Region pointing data

== == ==

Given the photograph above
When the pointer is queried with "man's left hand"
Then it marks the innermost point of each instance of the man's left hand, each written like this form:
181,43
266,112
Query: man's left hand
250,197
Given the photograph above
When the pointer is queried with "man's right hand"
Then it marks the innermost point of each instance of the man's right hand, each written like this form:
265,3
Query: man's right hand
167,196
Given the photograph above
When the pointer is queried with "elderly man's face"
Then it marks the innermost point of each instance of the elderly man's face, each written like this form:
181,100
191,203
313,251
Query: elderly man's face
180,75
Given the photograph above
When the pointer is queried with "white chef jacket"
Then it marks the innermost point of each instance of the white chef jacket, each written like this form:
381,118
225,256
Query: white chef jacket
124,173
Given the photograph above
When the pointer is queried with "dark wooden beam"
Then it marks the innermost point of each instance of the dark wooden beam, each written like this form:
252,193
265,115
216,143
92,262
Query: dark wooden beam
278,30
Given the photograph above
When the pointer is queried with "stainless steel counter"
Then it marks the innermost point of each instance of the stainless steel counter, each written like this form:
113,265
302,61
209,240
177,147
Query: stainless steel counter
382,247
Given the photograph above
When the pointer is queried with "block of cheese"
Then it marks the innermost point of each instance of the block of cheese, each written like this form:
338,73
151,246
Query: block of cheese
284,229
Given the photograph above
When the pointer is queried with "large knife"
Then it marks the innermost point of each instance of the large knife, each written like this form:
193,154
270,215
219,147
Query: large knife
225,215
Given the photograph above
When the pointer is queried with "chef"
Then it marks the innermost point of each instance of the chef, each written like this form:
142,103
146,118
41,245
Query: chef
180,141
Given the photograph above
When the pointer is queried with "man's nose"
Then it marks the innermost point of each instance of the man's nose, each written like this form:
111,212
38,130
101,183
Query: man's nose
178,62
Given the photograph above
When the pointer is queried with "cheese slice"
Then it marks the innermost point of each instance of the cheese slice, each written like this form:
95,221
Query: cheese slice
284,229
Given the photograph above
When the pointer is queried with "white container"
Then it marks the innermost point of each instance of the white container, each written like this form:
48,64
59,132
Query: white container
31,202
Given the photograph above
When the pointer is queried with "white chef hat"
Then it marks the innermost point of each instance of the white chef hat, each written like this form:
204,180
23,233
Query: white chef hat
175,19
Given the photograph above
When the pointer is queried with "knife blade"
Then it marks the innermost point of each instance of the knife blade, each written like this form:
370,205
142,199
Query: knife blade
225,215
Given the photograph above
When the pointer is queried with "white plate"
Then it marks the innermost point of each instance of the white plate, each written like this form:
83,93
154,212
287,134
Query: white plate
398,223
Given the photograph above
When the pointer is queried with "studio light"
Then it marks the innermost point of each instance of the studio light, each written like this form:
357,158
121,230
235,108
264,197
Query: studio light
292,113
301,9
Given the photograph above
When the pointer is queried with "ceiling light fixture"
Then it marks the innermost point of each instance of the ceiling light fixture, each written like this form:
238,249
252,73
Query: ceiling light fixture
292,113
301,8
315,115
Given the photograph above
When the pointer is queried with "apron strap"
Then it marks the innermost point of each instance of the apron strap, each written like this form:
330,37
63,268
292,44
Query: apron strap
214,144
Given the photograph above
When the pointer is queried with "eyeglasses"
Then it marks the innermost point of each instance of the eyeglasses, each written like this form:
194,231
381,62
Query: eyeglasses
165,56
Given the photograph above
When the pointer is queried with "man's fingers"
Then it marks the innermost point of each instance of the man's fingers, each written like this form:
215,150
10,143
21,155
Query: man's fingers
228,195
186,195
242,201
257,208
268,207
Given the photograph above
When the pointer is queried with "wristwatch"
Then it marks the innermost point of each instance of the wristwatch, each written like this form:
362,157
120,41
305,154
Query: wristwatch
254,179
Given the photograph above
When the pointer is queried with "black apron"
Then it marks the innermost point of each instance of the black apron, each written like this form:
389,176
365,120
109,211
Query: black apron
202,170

== == ==

• _WORK REQUIRED_: The answer should be an exact copy of the lines from the first line of the data through the line with "the chef, each" and should contain nothing else.

• _SOLUTION FOR THIS EXERCISE_:
Given the photograph above
When the pointer is queried with "man's left hand"
Then it marks the innermost point of each instance of the man's left hand, each written like this form:
181,43
266,112
Query: man's left hand
250,197
Given the photograph above
When the pointer is queried with "man's right hand"
Then it marks the innermost point of each instance of the man's right hand, each written like this form:
265,3
Query: man's right hand
167,196
Given the photograph above
When the pointer is queried with "elderly man's face"
Then it marks the innermost point of each instance of the elderly man's face, each written like this form:
181,100
191,203
313,251
Query: elderly man's face
180,75
Given the photograph above
When the pointer is queried with "white chef jacket"
Then it marks the innermost point of each instance of the white chef jacket, each written like this form:
381,118
225,256
Query: white chef jacket
124,173
Given the photograph above
When the pointer is queried with "dark wooden beam"
Then it marks the innermost point of each instance of the dark wooden beam, each written like this form:
252,193
265,115
216,143
92,262
Query: dark wooden beam
278,30
Given the photograph above
When the pointer is queried with "stainless steel counter"
Then it marks the innermost point of each instance of the stainless steel counter, each written like this form:
113,265
302,61
209,240
177,147
Query: stainless steel counter
382,247
Given the photograph above
When the pointer is queried with "block of cheese"
Then it marks the innermost point of each instance of the block of cheese, each written like this form:
338,73
151,246
Query: block of cheese
284,229
Given the photograph above
When the pointer is queried with "large knife"
Then it marks the innermost point of each instance of the large knife, each written like this form:
193,154
270,215
219,147
Query: large knife
225,215
Given the photograph above
When the pointer is queried with "chef"
Then it marks the innermost point of each instance of the chef, each written like this form:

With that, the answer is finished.